### TEXT SEGMENT
The ugly message “Murder the media,” etched into a door of the Capitol by an angry mob of violent Trump supporters January 6, reflects the deep lack of trust in American journalism stoked by a demagogic President and his enablers over the last five years.

Two new media efforts offer contrasting visions about how best to solve the problem. Should journalists place objectivity at the core of their work by only reciting facts about what happened and how things work? Or should journalism more purposely foster a healthy democracy?

Punchbowl, the political news start-up founded by three former Politico staff writers including Capitol Hill correspondent Jake Sherman, aims to cover Congress by garnering scoops and explaining how power operates.  It’s just-the-facts-please, no-taking-sides approach is betting that there’s an audience hungry for information that explains politics as a profession.

In the other camp, veteran journalists Charlie Sennott and Steven Waldman have dedicated their new enterprise – Report for America – to “saving journalism” by emphasizing local news and issues. Their take is that the collapse in local journalism, underscored by the 2,100 newspapers that have closed since 2004 and the 200 counties in America with no newspaper at all, is a real threat to democracy.

History tells us that enticing young journalists to rebuild journalism at the grass-roots level with the goal of strengthening democracy is the key to combatting the conspiracy driven falsehoods that have permeated American media in the Trump era and deeply harmed the country’s democratic institutions. The kind of journalism that helped spark the birth of the nation, abolish slavery, create investigative journalism, eradicate McCarthyism, publish the Pentagon Papers, uncover Watergate and emphasize the need for civil rights was based on facts and driven by a moral purpose to create a stronger, fairer and freer society.

It’s hard to imagine an American Revolution taking place without Thomas Paine’s 1776 pamphlet Common Sense, which stood against monarchy in favor of creating a new social order based on the power of the people’s voice. “The sun never shined on a cause of greater worth,” Paine wrote. “Tis not the concern of a day, a year, or an age; posterity are virtually involved in the contest, and will be affected even to the end of time.”

The editors of Freedom’s Journal, the first black-owned newspaper in the U.S., knew that to counter racist and disparaging portrayals of black people in white owned and operated newspapers, they needed to fill their pages with stories about the intellectual and cultural achievements of their race. “We wish to plead our own cause,” wrote founding editors Samuel Cornish and John Russwurm in the first issue on March 16, 1827. “Too long have others spoken for us. Too long has the publick been deceived by misrepresentations in things which concern us deeply.”

Between the Civil War and the turn of the 20th Century, muckrakers – some of the brightest literary minds at the time – took to the pages of magazines like The Atlantic, North American Review, The Nation and Harper’s – to investigate corruption and greed. Charles Francis Adams, son of President John Quincy Adams, and grandson of John Adams, revealed corrupt corporate tactics in the North American Review, the oldest literary magazine in the U.S., founded in 1815. “The system of corporate life, and corporate power, as applied to industrial development, is yet in its infancy,” Adams wrote in his July 1869 article “A Chapter of Erie.” “It tends always to development – always to consolidation, – it is ever grasping new powers, or insidiously exercising covert influence.”

### GIVEN TASK
Using the text on journalism and democracy, explain in one to three sentences why the editors of Freedom's Journal filled their pages with stories about the intellectual and cultural achievements of their race.

### EXTRACTED INFORMATION
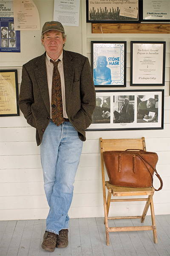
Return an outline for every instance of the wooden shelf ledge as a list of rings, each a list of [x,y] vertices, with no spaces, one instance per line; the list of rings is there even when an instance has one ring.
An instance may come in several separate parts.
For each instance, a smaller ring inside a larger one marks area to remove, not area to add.
[[[91,25],[93,34],[170,34],[169,23],[92,23]]]

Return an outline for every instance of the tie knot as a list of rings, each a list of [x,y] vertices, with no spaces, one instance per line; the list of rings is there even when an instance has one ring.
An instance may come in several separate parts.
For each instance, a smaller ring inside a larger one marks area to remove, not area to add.
[[[59,61],[60,61],[60,60],[58,59],[57,60],[57,61],[56,61],[55,62],[54,62],[54,60],[51,60],[51,59],[50,59],[50,62],[53,63],[53,64],[54,65],[54,67],[57,67],[58,66],[58,64],[59,63]]]

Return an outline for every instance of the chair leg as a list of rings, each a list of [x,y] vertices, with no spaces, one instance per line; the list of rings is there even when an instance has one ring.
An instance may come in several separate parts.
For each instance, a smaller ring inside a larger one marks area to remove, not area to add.
[[[111,194],[112,194],[112,191],[111,189],[111,188],[110,188],[108,190],[108,199],[107,200],[107,211],[108,211],[108,217],[109,215],[109,211],[110,205],[110,199],[111,199]]]
[[[109,246],[110,245],[109,244],[109,232],[107,231],[106,231],[106,242],[107,242],[107,245]]]
[[[148,210],[149,209],[149,206],[150,206],[150,202],[152,201],[153,196],[153,194],[149,196],[148,197],[147,201],[146,203],[146,205],[145,205],[145,206],[144,208],[144,210],[143,212],[142,217],[141,218],[141,223],[143,223],[143,222],[144,222],[144,220],[145,219],[146,215],[147,213]]]
[[[155,244],[158,243],[158,239],[157,237],[156,222],[155,221],[155,212],[154,210],[153,199],[150,202],[150,212],[151,213],[152,224],[152,225],[155,228],[155,229],[153,230],[153,241]]]

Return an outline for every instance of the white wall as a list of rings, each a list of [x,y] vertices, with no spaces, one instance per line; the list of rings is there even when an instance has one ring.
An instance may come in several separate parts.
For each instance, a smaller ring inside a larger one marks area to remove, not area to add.
[[[41,27],[53,17],[54,1],[34,0],[39,11]],[[74,196],[69,214],[71,218],[104,216],[99,137],[136,138],[144,137],[147,150],[156,152],[159,160],[157,170],[162,177],[162,190],[154,196],[156,214],[170,214],[170,45],[169,34],[91,34],[91,23],[86,24],[85,1],[80,6],[79,27],[65,27],[67,39],[65,49],[82,53],[91,58],[91,41],[119,40],[127,42],[127,87],[130,86],[130,41],[165,41],[166,42],[164,117],[163,130],[99,131],[87,132],[87,140],[74,183]],[[20,88],[22,65],[42,54],[41,31],[21,31],[20,53],[0,53],[0,68],[17,69]],[[153,86],[147,88],[154,88]],[[140,89],[146,88],[140,87]],[[119,88],[118,88],[119,89]],[[139,89],[133,86],[133,89]],[[0,117],[0,220],[45,219],[48,211],[43,189],[40,148],[35,142],[35,131],[26,123],[23,114]],[[154,177],[154,185],[159,182]],[[117,203],[115,214],[140,214],[139,203]],[[113,211],[113,207],[111,207]],[[132,209],[132,210],[131,210]]]

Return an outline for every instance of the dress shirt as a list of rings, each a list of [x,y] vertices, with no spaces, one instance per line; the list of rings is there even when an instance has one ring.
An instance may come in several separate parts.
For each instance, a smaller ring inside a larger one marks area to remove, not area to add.
[[[67,116],[66,108],[65,108],[65,84],[64,81],[64,69],[63,69],[63,60],[62,59],[62,51],[61,55],[59,56],[56,61],[58,59],[60,60],[58,65],[58,69],[60,73],[61,79],[61,90],[62,94],[62,108],[63,111],[63,117],[68,118]],[[50,116],[52,118],[52,108],[51,108],[51,90],[52,90],[52,82],[53,80],[53,73],[54,65],[50,62],[50,58],[47,54],[46,54],[46,67],[47,69],[47,80],[48,86],[49,96],[50,103]],[[52,59],[51,59],[52,60]],[[54,61],[54,60],[53,60]]]

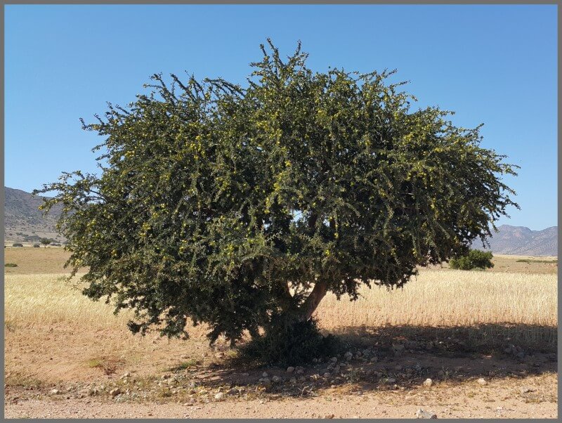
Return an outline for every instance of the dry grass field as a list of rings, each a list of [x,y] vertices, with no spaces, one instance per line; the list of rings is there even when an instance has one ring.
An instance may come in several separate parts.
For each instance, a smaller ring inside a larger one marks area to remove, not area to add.
[[[6,417],[557,413],[554,258],[500,256],[487,271],[422,269],[403,289],[365,288],[353,302],[328,296],[317,311],[322,330],[378,360],[353,358],[328,377],[319,363],[295,382],[282,369],[240,362],[226,344],[209,347],[204,327],[185,341],[133,336],[127,313],[114,315],[83,297],[77,280],[64,280],[67,258],[60,248],[5,249],[5,263],[18,265],[5,268]],[[283,382],[259,382],[264,370]]]

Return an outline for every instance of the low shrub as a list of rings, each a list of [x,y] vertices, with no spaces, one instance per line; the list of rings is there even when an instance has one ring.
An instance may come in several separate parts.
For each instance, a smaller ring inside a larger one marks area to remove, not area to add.
[[[333,356],[340,349],[339,339],[334,335],[323,336],[316,321],[287,323],[271,325],[274,330],[256,336],[240,349],[240,355],[258,360],[263,364],[282,367],[307,364],[313,358]],[[280,327],[283,327],[280,330]]]

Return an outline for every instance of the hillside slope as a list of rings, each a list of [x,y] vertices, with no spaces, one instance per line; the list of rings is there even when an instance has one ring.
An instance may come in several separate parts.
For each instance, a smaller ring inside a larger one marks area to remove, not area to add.
[[[488,240],[492,252],[517,256],[558,255],[558,226],[531,230],[525,226],[502,225],[498,230]],[[480,241],[475,242],[473,248],[488,249]]]
[[[4,240],[6,242],[37,242],[41,237],[63,242],[64,237],[55,228],[56,217],[62,206],[58,205],[46,216],[39,207],[42,197],[34,197],[30,193],[4,187]]]

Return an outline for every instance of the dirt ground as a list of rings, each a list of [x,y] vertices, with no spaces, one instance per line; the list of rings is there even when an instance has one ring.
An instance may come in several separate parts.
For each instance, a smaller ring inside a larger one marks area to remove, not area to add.
[[[5,415],[414,418],[422,408],[439,418],[556,417],[555,353],[525,346],[516,356],[518,349],[474,349],[464,334],[400,332],[343,334],[354,356],[338,358],[339,372],[322,358],[297,375],[240,362],[222,344],[210,348],[202,331],[182,342],[15,328],[6,335]],[[260,382],[264,371],[269,380]]]
[[[37,256],[26,259],[25,250]],[[64,252],[41,250],[6,249],[6,262],[18,264],[8,270],[63,273]],[[551,263],[516,259],[503,259],[502,266],[551,271]],[[535,341],[518,337],[525,330],[537,334]],[[421,408],[438,418],[556,418],[556,332],[490,325],[348,328],[338,334],[353,356],[319,357],[288,372],[241,361],[226,344],[209,346],[204,327],[183,341],[133,336],[121,327],[5,325],[4,415],[415,418]],[[490,333],[502,334],[483,343]]]

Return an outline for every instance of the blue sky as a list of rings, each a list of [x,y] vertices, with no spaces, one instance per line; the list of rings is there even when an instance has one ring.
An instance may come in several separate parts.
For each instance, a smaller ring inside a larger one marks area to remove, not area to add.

### RESULT OF THE TASK
The editors wanted to counter the racist and disparaging portrayals of black people in white-owned and operated newspapers. In the first issue, founding editors Samuel Cornish and John Russwurm wrote that others had spoken for them too long and that the public had been deceived by misrepresentations in matters that concerned them deeply.